__Text shown__.
* * * * * * *
Obesity and late-age survival without major disease or disability in older women.

Author information

1
Public Health Sciences, Fred Hutchinson Cancer Research Center, Seattle, Washington2Group Health Research Institute, Seattle, Washington.
2
Division of Epidemiology of Chronic Diseases and Vulnerable Populations, Department of Quantitative Health Sciences, University of Massachusetts Medical School, Worcester.
3
Division of Research, Kaiser Permanente, Oakland, California.
4
Department of Social and Preventive Medicine, University at Buffalo, The State University of New York, Buffalo.
5
Department of Epidemiology and Prevention, Wake Forest School of Medicine, Winston-Salem, North Carolina.
6
Public Health Sciences, Fred Hutchinson Cancer Research Center, Seattle, Washington7Division of Nutritional Sciences, Cornell University, Ithaca, New York.
7
Department of Geriatric Medicine, University of Hawaii John A. Burns School of Medicine, Honolulu, Hawaii.
8
The North American Menopause Society, Cleveland, Ohio.
9
Department of Aging and Geriatric Research, University of Florida, Gainesville.
10
Department of Epidemiology, University of Iowa College of Public Health, Iowa City.

Abstract

IMPORTANCE:

The effect of obesity on late-age survival in women without disease or disability is unknown.

OBJECTIVE:

To investigate whether higher baseline body mass index and waist circumference affect women's survival to 85 years of age without major chronic disease (coronary disease, stroke, cancer, diabetes mellitus, or hip fracture) and mobility disability.

DESIGN, SETTING, AND PARTICIPANTS:

Examination of 36,611 women from the Women's Health Initiative observational study and clinical trial programs who could have reached 85 years or older if they survived to the last outcomes evaluation on September 17, 2012. Recruitment was from 40 US clinical centers from October 1993 through December 1998. Multinomial logistic regression models were used to estimate odds ratios and 95% CIs for the association of baseline body mass index and waist circumference with the outcomes, adjusting for demographic, behavioral, and health characteristics.
* * * * * * *
(Natural-language object grounding data)

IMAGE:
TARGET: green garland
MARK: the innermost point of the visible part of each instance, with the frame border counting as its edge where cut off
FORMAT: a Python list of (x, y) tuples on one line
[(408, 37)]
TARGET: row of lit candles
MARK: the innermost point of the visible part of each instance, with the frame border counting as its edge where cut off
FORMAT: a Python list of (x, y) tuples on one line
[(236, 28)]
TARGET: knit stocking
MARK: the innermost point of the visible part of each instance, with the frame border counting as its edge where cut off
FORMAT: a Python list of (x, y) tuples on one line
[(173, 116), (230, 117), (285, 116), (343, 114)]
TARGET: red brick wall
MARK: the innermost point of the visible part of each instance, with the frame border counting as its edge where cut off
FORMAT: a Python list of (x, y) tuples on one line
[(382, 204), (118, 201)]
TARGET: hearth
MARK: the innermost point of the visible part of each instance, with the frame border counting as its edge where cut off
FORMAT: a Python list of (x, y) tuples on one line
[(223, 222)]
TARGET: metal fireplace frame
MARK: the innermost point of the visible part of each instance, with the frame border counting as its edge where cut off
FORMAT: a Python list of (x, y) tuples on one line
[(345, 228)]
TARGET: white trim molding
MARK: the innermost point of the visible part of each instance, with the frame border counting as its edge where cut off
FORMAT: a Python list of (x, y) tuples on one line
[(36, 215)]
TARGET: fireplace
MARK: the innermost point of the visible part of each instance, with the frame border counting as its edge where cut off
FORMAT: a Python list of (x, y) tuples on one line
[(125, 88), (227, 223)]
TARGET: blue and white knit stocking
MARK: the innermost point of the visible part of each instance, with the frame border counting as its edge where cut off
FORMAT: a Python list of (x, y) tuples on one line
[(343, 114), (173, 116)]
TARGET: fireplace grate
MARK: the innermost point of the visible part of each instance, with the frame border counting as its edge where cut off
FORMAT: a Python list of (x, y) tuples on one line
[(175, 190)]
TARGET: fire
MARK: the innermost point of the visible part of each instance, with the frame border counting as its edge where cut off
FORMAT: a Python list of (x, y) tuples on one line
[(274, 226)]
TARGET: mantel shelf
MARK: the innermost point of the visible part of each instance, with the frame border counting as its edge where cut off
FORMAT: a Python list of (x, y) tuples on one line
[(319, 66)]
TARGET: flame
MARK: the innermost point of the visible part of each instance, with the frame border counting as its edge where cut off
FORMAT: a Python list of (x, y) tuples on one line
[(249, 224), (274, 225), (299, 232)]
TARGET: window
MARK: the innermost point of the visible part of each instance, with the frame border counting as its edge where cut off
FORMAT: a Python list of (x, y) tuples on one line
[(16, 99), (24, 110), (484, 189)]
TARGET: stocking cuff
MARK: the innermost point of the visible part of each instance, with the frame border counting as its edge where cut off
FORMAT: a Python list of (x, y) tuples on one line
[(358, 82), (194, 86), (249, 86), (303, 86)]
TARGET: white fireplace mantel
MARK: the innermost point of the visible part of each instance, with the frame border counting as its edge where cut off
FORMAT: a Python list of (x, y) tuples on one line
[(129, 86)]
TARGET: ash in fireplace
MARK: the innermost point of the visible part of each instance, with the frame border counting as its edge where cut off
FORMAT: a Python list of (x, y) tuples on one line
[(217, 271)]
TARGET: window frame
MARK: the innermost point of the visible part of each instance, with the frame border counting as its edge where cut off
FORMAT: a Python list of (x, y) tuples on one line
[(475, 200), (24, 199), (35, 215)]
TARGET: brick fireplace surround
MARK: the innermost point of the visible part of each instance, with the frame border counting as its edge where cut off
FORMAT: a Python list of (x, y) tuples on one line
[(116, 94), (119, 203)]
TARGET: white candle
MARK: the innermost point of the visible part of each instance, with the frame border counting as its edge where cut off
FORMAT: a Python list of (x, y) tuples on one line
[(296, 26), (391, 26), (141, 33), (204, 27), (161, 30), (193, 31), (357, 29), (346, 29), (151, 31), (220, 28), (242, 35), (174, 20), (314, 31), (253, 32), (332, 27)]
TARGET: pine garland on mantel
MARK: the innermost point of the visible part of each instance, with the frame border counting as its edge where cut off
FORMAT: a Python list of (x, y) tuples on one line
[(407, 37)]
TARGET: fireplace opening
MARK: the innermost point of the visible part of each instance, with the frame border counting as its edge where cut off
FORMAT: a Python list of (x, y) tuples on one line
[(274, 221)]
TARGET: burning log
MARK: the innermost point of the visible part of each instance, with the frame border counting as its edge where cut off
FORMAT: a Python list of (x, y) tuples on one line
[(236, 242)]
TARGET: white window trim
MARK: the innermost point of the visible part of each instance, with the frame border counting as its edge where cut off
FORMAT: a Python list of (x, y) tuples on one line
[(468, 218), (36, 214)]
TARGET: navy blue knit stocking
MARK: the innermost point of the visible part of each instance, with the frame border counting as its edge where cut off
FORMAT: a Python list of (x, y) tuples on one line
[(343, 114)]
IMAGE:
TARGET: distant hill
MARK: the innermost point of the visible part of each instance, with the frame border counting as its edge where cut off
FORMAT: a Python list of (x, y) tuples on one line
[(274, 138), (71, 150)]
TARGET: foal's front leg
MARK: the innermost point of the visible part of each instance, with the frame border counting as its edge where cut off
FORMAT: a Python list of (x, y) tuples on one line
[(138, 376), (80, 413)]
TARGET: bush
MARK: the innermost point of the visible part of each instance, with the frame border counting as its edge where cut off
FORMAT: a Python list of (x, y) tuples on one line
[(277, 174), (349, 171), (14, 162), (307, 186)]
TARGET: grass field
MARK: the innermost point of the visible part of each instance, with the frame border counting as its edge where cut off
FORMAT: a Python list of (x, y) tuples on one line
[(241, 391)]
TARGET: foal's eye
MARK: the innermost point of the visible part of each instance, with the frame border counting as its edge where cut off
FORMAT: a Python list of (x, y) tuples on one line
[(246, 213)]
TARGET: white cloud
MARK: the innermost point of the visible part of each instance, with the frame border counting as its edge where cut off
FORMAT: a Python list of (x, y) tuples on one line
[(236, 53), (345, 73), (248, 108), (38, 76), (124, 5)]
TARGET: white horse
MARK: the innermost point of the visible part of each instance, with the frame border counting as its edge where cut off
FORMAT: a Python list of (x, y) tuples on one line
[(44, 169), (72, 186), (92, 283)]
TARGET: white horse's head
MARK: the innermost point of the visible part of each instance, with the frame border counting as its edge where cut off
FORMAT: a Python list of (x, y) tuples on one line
* * * * * * *
__Brief A__. In the abstract on obesity and late-age survival, from how many US clinical centers were participants recruited?
__Brief B__. Print the part of the abstract on obesity and late-age survival from "DESIGN, SETTING, AND" to "and health characteristics.".

__Answer section A__. 40 US clinical centers.

__Answer section B__.
DESIGN, SETTING, AND PARTICIPANTS:

Examination of 36,611 women from the Women's Health Initiative observational study and clinical trial programs who could have reached 85 years or older if they survived to the last outcomes evaluation on September 17, 2012. Recruitment was from 40 US clinical centers from October 1993 through December 1998. Multinomial logistic regression models were used to estimate odds ratios and 95% CIs for the association of baseline body mass index and waist circumference with the outcomes, adjusting for demographic, behavioral, and health characteristics.